Where in the data does the word "railing" appear? Find those lines and copy them.

------------------------------------

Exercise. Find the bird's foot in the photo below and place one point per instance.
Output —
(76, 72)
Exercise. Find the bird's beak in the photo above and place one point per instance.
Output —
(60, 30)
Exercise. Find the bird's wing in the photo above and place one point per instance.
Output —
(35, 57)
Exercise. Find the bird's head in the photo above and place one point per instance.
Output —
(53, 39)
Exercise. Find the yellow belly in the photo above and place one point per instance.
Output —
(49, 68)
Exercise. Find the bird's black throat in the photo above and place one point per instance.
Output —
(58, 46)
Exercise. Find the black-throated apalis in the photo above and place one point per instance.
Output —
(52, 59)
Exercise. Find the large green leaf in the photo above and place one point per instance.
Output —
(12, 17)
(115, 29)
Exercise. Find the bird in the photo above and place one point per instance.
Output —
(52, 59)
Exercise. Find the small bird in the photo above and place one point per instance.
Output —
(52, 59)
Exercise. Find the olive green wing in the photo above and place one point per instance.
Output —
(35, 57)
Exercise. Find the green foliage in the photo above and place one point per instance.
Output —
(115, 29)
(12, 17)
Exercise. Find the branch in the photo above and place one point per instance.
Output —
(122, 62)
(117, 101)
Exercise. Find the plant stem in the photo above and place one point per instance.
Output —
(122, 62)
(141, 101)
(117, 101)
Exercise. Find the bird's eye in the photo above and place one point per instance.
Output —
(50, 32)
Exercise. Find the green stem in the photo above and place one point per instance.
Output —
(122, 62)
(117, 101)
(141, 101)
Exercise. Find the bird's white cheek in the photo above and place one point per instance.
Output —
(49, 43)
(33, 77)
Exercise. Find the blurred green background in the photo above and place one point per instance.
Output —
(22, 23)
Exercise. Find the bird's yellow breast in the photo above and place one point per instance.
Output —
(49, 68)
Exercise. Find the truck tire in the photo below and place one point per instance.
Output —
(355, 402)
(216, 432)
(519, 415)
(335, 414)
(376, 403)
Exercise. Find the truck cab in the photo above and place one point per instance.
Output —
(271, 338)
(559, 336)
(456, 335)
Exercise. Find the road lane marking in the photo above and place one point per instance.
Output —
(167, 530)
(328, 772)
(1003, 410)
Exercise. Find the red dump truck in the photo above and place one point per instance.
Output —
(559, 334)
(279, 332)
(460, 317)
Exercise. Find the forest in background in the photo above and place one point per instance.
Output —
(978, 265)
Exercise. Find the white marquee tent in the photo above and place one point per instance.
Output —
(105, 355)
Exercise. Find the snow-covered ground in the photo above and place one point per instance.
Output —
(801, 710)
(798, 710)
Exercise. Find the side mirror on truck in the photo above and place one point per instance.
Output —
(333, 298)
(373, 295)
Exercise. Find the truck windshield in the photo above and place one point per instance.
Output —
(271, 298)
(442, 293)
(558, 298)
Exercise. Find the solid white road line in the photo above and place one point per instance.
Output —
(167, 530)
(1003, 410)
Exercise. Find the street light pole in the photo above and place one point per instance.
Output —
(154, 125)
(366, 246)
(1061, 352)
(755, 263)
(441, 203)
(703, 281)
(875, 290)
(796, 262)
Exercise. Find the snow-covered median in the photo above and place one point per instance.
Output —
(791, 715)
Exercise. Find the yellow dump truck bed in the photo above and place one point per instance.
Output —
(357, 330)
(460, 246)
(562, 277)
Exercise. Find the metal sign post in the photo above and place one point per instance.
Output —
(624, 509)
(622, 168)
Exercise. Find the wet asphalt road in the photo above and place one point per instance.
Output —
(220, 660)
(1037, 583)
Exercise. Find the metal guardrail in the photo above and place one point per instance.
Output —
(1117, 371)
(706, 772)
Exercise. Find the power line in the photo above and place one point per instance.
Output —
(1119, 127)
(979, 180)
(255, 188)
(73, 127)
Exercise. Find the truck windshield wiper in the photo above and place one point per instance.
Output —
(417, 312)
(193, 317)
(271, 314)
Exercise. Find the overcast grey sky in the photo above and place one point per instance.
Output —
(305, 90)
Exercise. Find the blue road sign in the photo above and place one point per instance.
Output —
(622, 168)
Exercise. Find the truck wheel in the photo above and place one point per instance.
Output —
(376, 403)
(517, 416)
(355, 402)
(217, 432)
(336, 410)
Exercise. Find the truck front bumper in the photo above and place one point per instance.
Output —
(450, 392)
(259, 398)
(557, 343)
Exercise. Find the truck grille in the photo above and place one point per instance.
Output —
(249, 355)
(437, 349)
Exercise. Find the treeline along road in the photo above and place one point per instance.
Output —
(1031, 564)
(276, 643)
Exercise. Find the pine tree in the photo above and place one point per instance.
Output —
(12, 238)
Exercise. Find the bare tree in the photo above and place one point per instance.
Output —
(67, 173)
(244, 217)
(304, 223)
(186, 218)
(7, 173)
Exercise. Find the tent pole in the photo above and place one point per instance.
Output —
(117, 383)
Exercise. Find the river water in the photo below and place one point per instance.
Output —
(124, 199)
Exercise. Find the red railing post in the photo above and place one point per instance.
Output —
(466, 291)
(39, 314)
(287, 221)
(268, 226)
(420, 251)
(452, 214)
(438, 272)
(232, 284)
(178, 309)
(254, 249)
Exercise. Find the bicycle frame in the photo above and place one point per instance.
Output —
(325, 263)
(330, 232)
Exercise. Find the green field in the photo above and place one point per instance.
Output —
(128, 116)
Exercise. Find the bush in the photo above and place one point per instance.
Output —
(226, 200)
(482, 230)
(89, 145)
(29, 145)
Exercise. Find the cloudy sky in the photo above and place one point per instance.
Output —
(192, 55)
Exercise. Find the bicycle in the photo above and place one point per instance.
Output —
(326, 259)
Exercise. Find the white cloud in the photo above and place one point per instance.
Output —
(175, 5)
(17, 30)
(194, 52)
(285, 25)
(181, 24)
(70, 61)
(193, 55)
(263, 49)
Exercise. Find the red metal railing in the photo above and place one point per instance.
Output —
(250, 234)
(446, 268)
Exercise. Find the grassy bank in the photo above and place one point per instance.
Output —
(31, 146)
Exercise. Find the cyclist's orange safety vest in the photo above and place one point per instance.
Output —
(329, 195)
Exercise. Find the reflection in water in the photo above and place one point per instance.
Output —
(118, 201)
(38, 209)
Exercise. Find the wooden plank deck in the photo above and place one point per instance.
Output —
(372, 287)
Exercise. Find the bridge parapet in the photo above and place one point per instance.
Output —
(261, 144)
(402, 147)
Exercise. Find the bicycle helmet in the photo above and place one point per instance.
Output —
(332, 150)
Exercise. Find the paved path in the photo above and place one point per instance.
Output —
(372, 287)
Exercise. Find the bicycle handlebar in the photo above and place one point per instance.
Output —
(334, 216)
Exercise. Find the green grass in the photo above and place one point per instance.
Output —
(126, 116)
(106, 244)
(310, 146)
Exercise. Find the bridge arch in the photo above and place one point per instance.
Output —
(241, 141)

------------------------------------

▶ Task solution
Exercise. Find the red railing post in the photo above and place one point per instance.
Exercise. Find the red metal railing in the photo above and place one point per instance.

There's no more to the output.